Exercise task => Rewrite the whole listing below, swapping each occurrence of "marker" for "dot" and leaving everything else unchanged.

Dataset content =>
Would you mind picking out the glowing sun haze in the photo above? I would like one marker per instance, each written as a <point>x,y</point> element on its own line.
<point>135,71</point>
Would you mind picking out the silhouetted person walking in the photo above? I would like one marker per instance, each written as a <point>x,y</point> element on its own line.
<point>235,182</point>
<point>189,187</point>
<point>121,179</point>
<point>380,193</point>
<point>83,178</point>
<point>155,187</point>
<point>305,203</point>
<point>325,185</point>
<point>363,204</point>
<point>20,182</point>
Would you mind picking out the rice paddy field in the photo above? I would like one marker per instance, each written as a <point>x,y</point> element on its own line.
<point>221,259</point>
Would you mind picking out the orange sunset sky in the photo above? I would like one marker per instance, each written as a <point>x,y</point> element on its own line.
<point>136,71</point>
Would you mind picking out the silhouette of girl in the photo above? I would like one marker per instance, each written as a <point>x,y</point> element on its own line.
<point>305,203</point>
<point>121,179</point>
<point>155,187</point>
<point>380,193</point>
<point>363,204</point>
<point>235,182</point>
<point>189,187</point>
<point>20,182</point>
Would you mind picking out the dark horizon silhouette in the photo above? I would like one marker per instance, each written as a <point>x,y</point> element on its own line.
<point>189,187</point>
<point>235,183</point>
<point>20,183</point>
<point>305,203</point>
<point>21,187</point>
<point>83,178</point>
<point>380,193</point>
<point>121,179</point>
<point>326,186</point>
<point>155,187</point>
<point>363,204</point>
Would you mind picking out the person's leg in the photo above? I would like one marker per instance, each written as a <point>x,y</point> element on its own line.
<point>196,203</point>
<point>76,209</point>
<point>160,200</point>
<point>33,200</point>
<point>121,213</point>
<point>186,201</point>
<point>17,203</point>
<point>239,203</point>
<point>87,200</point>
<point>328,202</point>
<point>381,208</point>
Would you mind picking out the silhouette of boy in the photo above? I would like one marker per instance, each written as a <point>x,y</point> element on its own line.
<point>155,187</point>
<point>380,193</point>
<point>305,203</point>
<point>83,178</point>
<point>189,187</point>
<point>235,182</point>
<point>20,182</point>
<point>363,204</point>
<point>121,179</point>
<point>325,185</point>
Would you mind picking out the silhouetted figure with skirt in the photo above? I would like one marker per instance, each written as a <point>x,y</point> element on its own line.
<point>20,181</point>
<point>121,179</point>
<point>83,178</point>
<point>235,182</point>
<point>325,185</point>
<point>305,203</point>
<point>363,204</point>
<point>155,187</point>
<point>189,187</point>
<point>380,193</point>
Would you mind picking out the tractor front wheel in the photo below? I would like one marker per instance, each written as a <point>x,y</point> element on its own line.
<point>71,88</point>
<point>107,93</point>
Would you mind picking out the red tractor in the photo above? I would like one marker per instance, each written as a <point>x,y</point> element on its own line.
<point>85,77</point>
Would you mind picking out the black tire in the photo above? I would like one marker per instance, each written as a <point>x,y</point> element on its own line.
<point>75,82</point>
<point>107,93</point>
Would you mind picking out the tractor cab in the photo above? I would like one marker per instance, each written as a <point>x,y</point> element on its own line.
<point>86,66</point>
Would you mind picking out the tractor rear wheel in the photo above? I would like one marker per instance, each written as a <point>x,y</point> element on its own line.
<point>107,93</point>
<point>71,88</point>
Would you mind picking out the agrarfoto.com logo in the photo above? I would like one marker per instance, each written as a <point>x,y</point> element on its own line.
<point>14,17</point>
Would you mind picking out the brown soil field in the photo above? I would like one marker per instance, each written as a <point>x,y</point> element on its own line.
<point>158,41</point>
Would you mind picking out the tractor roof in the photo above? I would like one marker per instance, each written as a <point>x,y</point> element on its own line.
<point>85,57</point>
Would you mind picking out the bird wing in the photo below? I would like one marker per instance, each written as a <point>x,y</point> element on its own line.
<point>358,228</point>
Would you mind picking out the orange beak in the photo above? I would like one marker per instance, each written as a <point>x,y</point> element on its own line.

Output for this task =>
Would you mind picking out the glowing sun haze in the photo above? I would like one dot per instance, each written as a <point>x,y</point> element on its own line.
<point>135,71</point>
Would you mind picking out the silhouetted person walking in the photo above? I would like one dot per instance, each written as a <point>x,y</point> element on its own line.
<point>235,182</point>
<point>189,187</point>
<point>121,179</point>
<point>380,193</point>
<point>83,178</point>
<point>155,187</point>
<point>305,203</point>
<point>325,185</point>
<point>363,204</point>
<point>20,182</point>
Would you mind picking out the rice paddy field in the photo above? I would like one dot per instance, each written as a <point>x,y</point> element on its own line.
<point>221,259</point>
Would you mind picking out the orange sunset sky in the photo above? I would like one dot per instance, each written as a <point>x,y</point> element on its own line.
<point>136,71</point>
Would you mind picking out the silhouette of girl in the photo above? I would like one dot per instance, each written as a <point>x,y</point> element on its own line.
<point>305,203</point>
<point>121,179</point>
<point>155,187</point>
<point>380,193</point>
<point>363,204</point>
<point>235,182</point>
<point>189,187</point>
<point>20,182</point>
Would you mind picking out the dark horizon silhouette in the photo above? I would like one dot per instance, each written as a <point>x,y</point> element on its own line.
<point>189,187</point>
<point>235,183</point>
<point>20,183</point>
<point>305,203</point>
<point>21,187</point>
<point>83,178</point>
<point>380,193</point>
<point>121,179</point>
<point>326,186</point>
<point>155,187</point>
<point>363,204</point>
Would you mind picking out the person's leg in the photo above? I would like one dot per instance, each written as a <point>x,y</point> element on its own line.
<point>196,203</point>
<point>76,209</point>
<point>160,200</point>
<point>33,200</point>
<point>121,213</point>
<point>186,201</point>
<point>17,203</point>
<point>239,203</point>
<point>87,200</point>
<point>328,202</point>
<point>381,208</point>
Would you mind picking out the silhouette of boy in the photo above? I would like one dot per instance, each written as a <point>x,y</point> element on its own line.
<point>155,187</point>
<point>380,193</point>
<point>305,203</point>
<point>83,178</point>
<point>189,187</point>
<point>235,182</point>
<point>20,182</point>
<point>363,204</point>
<point>121,179</point>
<point>325,185</point>
Would you mind picking out the silhouetted figure with skirt in the photo above? I would like one dot per instance, each written as a <point>x,y</point> element on its own line.
<point>20,181</point>
<point>121,179</point>
<point>83,178</point>
<point>235,182</point>
<point>325,185</point>
<point>305,203</point>
<point>363,204</point>
<point>155,187</point>
<point>189,187</point>
<point>380,193</point>
Would you mind picking out the tractor front wheel in the photo below? I would like one dot per instance, each written as a <point>x,y</point> element on its own line.
<point>71,88</point>
<point>107,93</point>
Would you mind picking out the red tractor in the photo above? I would like one dot per instance, each written as a <point>x,y</point> element on its own line.
<point>85,77</point>
Would you mind picking out the black tire in the photo above? I would like one dot per instance, each written as a <point>x,y</point> element on its own line.
<point>75,82</point>
<point>107,93</point>
Would you mind picking out the tractor cab in the photo above? I would like one dot per instance, each written as a <point>x,y</point> element on its own line.
<point>86,66</point>
Would you mind picking out the tractor rear wheel in the photo above? I would like one dot per instance, each written as a <point>x,y</point> element on its own line.
<point>107,93</point>
<point>71,88</point>
Would you mind picking out the agrarfoto.com logo in the photo above? I would like one dot per instance, each written as a <point>x,y</point> element on its own line.
<point>14,17</point>
Would you mind picking out the brown soil field in the photo above? I would like one dot per instance, each written as a <point>x,y</point> element on its own line.
<point>158,41</point>
Would you mind picking out the tractor roof in the photo above? I would like one dot per instance, each written as a <point>x,y</point> element on its own line.
<point>85,57</point>
Would you mind picking out the bird wing in the photo below? I would like one dot per instance, each written as a <point>x,y</point> element on its own line.
<point>358,228</point>
Would you mind picking out the orange beak in the photo above? I would like one dot per instance, each written as a <point>x,y</point> element on its own line.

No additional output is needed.